2.2 Detailed Description The proposed LAR revises Section 5.5, "Programs and Manuals,"
of the McGuire and Catawba Technical Specifications to include a new Battery Monitoring and Maintenance Program. The program is based upon manufacturer's recommendations, industry practices and the recommendations of the Institute of Electrical and Electronics Engineers (IEEE) Standard 450, "IEEE Recommended Practice for Maintenance, Testing, and Replacement of Vented Lead-Acid Batteries for Stationary Applications."
The proposed LAR then relocates MNS TS 3.8.4 Surveillance Requirements (SRs) 3.8.4.2 through 3.8.4.5 and CNS TS 3.8.4 SRs 3.8.4.3 through 3.8.4.6 to the respective station's Battery Monitoring and Maintenance Program and revises MNS and CNS TS SR 3.8.5.1 by deleting reference to these relocated SRs.
The relocation of these SRs to a licensee controlled program is based upon Technical Specification Task Force (TSTF) Improved Standard Technical Specifications Change Traveler TSTF-360-A, Revision 1, "Requirements for DC Sources." TSTF-360-A, Revision 1 was approved by the NRC on December 18, 2000. Duke has reviewed the changes contained in TSTF-360-A, Revision 1, and it's supporting material, and has determined that it applies to Page 4 of 11
McGuire and Catawba. Therefore, TSTF-360-A, Revision 1, is referenced as the basis for the changes proposed within this McGuire and Catawba LAR.
Due to the pending nature of TSTF-500, other portions of TSTF-360-A, Revision 1 will not be adopted at this time.
The following changes are specifically requested:
Revision of Section 5.5, "Programs and Manuals," of the McGuire and Catawba Technical Specifications to include a new Battery Monitoring and Maintenance Program.
MNS TS SRs 3.8.4.2 through 3.8.4.5 are relocated to the station's Battery Monitoring and Maintenance Program. TS SR 3.8.5.1 is revised by deleting reference to these relocated SRs.
" The TSBs associated with MNS TS SRs 3.8.4.2 through 3.8.4.5 are deleted.

────

**GIVEN PROBLEM 1:** Extract every line of the rows below that contains the string "shirt", treating uppercase and lowercase letters as distinct.

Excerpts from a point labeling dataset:
────

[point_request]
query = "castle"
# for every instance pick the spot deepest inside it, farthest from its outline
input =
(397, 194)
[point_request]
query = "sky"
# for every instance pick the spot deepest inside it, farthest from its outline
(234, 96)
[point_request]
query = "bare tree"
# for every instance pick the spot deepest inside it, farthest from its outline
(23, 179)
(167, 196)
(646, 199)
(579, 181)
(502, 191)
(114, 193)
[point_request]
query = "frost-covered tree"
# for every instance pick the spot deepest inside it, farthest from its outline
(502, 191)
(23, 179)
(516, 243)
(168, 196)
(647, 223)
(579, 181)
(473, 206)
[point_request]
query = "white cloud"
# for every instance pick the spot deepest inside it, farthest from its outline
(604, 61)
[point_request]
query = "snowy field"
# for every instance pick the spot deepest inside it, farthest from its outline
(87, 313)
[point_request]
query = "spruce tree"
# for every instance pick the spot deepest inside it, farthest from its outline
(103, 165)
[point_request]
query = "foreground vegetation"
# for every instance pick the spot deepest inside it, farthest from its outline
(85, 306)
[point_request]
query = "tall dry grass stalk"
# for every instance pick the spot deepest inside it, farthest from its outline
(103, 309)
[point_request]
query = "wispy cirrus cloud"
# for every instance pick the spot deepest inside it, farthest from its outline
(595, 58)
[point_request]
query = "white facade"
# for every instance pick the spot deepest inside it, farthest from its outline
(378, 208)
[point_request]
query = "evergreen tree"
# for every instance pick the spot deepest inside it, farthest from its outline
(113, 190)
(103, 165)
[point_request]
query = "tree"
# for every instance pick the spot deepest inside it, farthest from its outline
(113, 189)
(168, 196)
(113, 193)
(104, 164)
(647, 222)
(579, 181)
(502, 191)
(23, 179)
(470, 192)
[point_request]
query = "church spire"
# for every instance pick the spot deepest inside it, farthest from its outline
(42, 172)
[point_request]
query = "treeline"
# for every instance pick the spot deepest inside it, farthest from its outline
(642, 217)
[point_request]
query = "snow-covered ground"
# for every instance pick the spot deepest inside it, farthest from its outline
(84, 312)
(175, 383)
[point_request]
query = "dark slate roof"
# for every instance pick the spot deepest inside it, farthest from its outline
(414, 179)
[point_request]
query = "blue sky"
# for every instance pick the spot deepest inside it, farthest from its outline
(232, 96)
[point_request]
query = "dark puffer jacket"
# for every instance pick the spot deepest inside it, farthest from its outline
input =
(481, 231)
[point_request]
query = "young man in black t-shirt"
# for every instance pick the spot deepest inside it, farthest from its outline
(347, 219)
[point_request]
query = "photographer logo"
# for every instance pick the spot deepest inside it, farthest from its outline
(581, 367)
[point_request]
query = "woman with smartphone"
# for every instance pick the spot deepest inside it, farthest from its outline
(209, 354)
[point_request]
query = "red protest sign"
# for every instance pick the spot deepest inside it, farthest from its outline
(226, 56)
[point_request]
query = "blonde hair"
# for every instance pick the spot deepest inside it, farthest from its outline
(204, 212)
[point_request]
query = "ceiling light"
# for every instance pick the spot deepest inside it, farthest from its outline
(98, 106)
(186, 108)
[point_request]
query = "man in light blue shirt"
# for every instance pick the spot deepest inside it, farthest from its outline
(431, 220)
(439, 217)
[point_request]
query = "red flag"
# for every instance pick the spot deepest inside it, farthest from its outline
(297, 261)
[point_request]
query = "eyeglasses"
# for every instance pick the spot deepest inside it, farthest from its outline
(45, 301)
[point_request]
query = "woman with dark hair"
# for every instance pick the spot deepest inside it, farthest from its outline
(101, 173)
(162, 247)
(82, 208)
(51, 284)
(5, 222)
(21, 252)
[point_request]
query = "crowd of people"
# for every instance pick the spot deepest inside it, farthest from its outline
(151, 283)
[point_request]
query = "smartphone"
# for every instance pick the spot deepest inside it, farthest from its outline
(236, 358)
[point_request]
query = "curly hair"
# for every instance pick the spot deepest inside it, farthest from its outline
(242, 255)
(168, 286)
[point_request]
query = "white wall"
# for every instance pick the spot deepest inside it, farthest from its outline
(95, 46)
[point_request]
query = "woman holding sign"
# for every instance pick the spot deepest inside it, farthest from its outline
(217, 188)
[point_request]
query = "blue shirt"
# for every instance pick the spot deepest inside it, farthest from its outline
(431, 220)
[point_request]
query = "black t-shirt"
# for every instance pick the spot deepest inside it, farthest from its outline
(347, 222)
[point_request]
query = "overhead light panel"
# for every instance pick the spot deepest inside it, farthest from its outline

────

**GIVEN PROBLEM 2:** Proceed with the license amendment description about the Battery Monitoring and Maintenance Program, continuing it from its final sentence.

**EXPECTED ANSWER 1:**
query = "young man in black t-shirt"
query = "man in light blue shirt"
query = "blue shirt"
query = "black t-shirt"

**EXPECTED ANSWER 2:**
MNS TSB 3.8.5.1 is revised to delete reference to SRs 3.8.4.2 through 3.8.4.5.
CNS TS SRs 3.8.4.3 through 3.8.4.6 are relocated to the station's Battery Monitoring and Maintenance Program. TS SR 3.8.5.1 is revised by deleting reference to these relocated SRs.
The TSBs associated with CNS TS SRs 3.8.4.3 through 3.8.4.6 are deleted.
" CNS TSB 3.8.5.1 is revised to delete reference to SRs 3.8.4.3 through 3.8.4.6.
3.0 TECHNICAL EVALUATION
In accordance with TS SR 3.0.1, when any TS SR is not met, the Limiting Condition for Operation is not met. This is based on the premise that TS SRs represent the minimum acceptable requirements for operability of the required equipment. However, for McGuire TS SRs 3.8.4.2, 3.8.4.3, 3.8.4.4 and 3.8.4.5 (Catawba TS SRs 3.8.4.3, 3.8.4.4, 3.8.4.5 and 3.8.4.6), failure to meet the SR does not necessarily mean that the equipment is incapable of performing its safety function, and the corrective action is generally a routine or preventative maintenance activity. For example, McGuire TS SR 3.8.4.4 (Catawba 3.8.4.5) requires visual Page 5 of 11
inspection to detect corrosion and terminal connections to provide an indication of physical damage or abnormal deterioration which could potentially degrade battery performance. This action is not required for the battery to perform its safety function, but reflects ongoing preventive maintenance activities. These activities are inappropriate for operability SRs and are better controlled under the maintenance programs for batteries.
The changes relocate preventive maintenance SRs to each station's Battery Monitoring and Maintenance Program, a licensee-controlled program addressed in proposed TS Section 5.5.17.
The program will be included in McGuire and Catawba's Selected Licensee Commitments (SLC) manuals. Changes to the SLC manuals are evaluated under the provisions of 10 CFR 50.59, "Changes, Tests, and Experiments," to determine if the proposed changes require prior NRC review and approval. Furthermore, the battery and its preventive maintenance and monitoring are under the regulatory requirements of 10 CFR 50.65, "Requirements for Monitoring the Effectiveness of Maintenance at Nuclear Power Plants."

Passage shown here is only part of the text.